TASK TO COMPLETE → Copy out every one of the following entries line for line, with no changes.

[Start INPUT ROWS]

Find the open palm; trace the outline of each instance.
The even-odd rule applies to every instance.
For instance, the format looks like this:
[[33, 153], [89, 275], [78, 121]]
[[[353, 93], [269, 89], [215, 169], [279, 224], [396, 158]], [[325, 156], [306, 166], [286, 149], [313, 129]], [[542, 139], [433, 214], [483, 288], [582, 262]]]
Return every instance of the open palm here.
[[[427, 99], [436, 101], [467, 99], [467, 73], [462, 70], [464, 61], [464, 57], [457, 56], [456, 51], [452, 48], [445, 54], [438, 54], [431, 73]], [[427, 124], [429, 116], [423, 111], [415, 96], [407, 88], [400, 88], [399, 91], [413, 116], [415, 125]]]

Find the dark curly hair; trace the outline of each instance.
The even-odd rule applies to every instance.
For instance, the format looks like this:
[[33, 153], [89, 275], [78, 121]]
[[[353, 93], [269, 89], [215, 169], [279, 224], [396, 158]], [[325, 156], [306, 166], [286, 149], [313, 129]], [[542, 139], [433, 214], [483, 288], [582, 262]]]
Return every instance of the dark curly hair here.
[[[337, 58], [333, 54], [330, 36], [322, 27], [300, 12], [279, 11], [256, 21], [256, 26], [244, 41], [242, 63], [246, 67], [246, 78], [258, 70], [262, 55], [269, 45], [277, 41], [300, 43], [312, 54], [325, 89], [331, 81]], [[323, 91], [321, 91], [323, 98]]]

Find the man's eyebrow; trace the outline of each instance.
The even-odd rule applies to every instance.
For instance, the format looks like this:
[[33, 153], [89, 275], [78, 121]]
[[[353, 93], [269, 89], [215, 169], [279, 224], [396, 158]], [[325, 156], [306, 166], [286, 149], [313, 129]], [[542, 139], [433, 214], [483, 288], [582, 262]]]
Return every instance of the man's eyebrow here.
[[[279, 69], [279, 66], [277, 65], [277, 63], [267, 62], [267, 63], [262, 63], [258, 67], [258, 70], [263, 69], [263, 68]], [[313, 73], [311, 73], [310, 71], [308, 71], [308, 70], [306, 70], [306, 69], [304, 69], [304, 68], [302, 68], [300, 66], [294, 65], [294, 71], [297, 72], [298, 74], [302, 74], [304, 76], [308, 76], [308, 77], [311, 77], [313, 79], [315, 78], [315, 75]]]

[End INPUT ROWS]

RESULT OF THE EXERCISE →
Find the open palm; trace the outline of each instance.
The even-odd rule applies to every instance.
For instance, the format looks like this:
[[33, 153], [89, 275], [78, 121]]
[[[353, 93], [269, 89], [215, 169], [279, 224], [396, 158]], [[325, 156], [306, 166], [286, 149], [313, 129]], [[542, 139], [433, 214], [483, 288], [582, 262]]]
Return every instance of the open palm here.
[[[427, 99], [436, 101], [467, 99], [467, 73], [462, 70], [464, 61], [464, 57], [457, 56], [456, 51], [452, 48], [445, 54], [438, 54], [431, 73]], [[427, 124], [429, 116], [423, 111], [415, 96], [407, 88], [400, 88], [399, 91], [413, 116], [415, 125]]]

Find the dark curly hair; trace the outline of each instance.
The even-odd rule applies to every instance.
For instance, the format looks like this:
[[33, 153], [89, 275], [78, 121]]
[[[353, 93], [269, 89], [215, 169], [279, 224], [396, 158]], [[325, 156], [306, 166], [286, 149], [313, 129]], [[542, 139], [433, 214], [483, 288], [582, 262]]]
Return every instance of the dark curly hair here.
[[[337, 58], [333, 54], [330, 36], [322, 27], [300, 12], [279, 11], [256, 21], [256, 26], [244, 41], [242, 63], [246, 67], [246, 78], [258, 70], [262, 55], [269, 45], [277, 41], [300, 43], [312, 54], [325, 89], [331, 81]], [[323, 91], [321, 91], [323, 98]]]

Find the man's eyebrow; trace the outline of each instance.
The even-odd rule applies to every instance.
For instance, the format looks like this:
[[33, 153], [89, 275], [78, 121]]
[[[353, 93], [269, 89], [215, 169], [279, 224], [396, 158]], [[325, 156], [306, 166], [286, 149], [313, 129]], [[542, 139], [433, 214], [483, 288], [582, 262]]]
Return every instance of the man's eyebrow here.
[[[279, 69], [279, 66], [277, 65], [277, 63], [267, 62], [267, 63], [262, 63], [258, 67], [258, 70], [263, 69], [263, 68]], [[313, 73], [311, 73], [310, 71], [308, 71], [308, 70], [306, 70], [306, 69], [304, 69], [304, 68], [302, 68], [300, 66], [294, 65], [294, 71], [297, 72], [298, 74], [302, 74], [304, 76], [308, 76], [308, 77], [311, 77], [313, 79], [315, 78], [315, 75]]]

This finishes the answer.